Сходный контракт с читателем, хотя и не всеми своими пунктами, наличествует в хармсовской «Лапе». Прежде всего, в этом произведении тоже есть авторский герой, Земляк, поданный преемником Хлебникова. По заветам символизма и кубофутуризма он получает сверхценный опыт, простым землянам не доступный. Этот опыт Хармс и преподносит читателю как сведущий – несведущим. Чтобы аудитория знала свое место, Хармс вводит мистического персонажа по имени Власть, с которым общается только Земляк. Диалог Власти и Земляка часто переходит в заумь, звучащую так герметично, как если бы она была языком одного только высшего существа (Власти). Что касается образа читателя, то в «Лапе» он отсутствует. Ее герой все время пытается спастись бегством от агрессивных советских сограждан, которые на читательскую аудиторию все-таки не тянут. Непохожесть Земляка на сограждан – еще одно средство его расподобления с читателем.

Садистическое навязывание своего грандиозного «я» читателям – постоянная прагматическая стратегия Хлебникова и Хармса – осуществляется и в жанре лирического стихотворения. Вот, например, хлебниковское «Я и Россия» (1921):

А я снял рубаху,

И каждый зеркальный небоскреб моего волоса,

Каждая скважина

Города тела

Вывесила ковры и кумачовые ткани.

Гражданки и граждане

Меня – государства

Тысячеоконных кудрей толпились у окон.

Ольги и Игори,

Не по заказу

Радуясь солнцу, смотрели сквозь кожу.

Пала темница рубашки!

А я просто снял рубашку —

Дал солнце народам Меня!

Голый стоял около моря.

Так я дарил народам свободу,

Толпам загара [ХлТ: 149–150].

Оставляя в стороне мотив «единения с Россией», проанализированный в параграфе 1 главы XI, отмечу другой с аналогичной прагматической спецификой: акционерский экзгибиционизм, осуществляемый авторским лирическим героем в присутствии народов мира, т. е. его излюбленной аудитории. Публичное раздевание героя и демонстрация им мельчайших деталей своего торса он возводит в ранг дарования этим народам свободы. Воистину, свобода приходит нагая, и Хлебников – пророк ее. Таким образом, в стихотворении делается решительный жест по навязыванию себя не только России, но и всему человечеству в качестве ницшеанского сверхчеловека – полубога, требующего поклонения себе за проповедь свободы.

Исходный материал:
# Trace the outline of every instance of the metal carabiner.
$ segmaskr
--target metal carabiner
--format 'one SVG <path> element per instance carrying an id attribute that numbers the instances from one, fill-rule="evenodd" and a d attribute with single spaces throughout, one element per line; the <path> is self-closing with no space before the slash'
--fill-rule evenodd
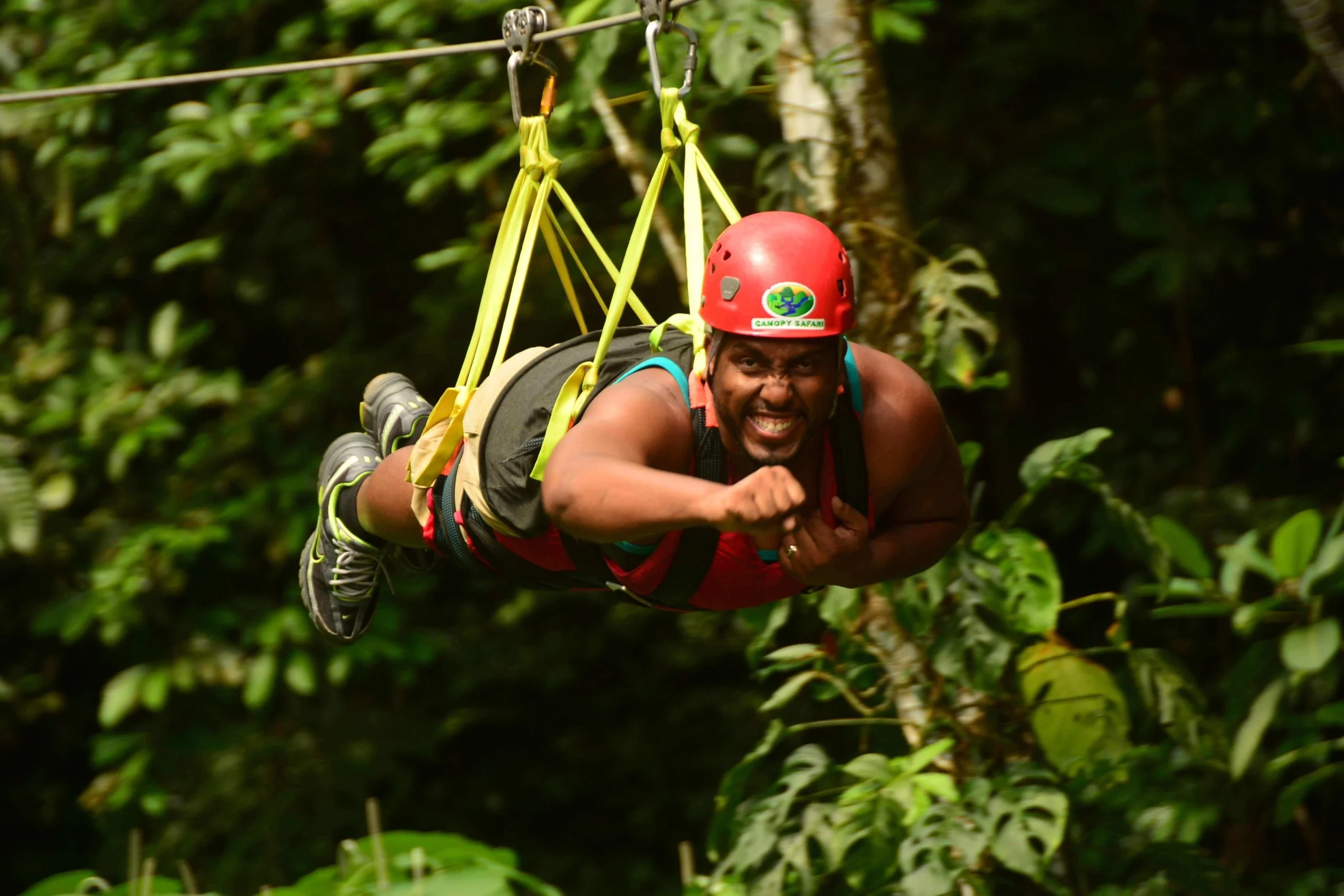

Задания:
1. Выпишите из фрагмента все строки стихотворения «Я и Россия», которые заканчиваются запятой.
2. Перепишите дословно часть фрагмента: начните с места, где стоят слова «Вывесила ковры и», и остановитесь после слов «смотрели сквозь кожу.».
3. Какой год указан во фрагменте для стихотворения «Я и Россия»?
Материал дан отдельно и к фрагменту не относится.

Ответы по заданиям:
1.
А я снял рубаху,
И каждый зеркальный небоскреб моего волоса,
Ольги и Игори,
Так я дарил народам свободу,

2.
Вывесила ковры и кумачовые ткани.

Гражданки и граждане

Меня – государства

Тысячеоконных кудрей толпились у окон.

Ольги и Игори,

Не по заказу

Радуясь солнцу, смотрели сквозь кожу.

3. 1921 год.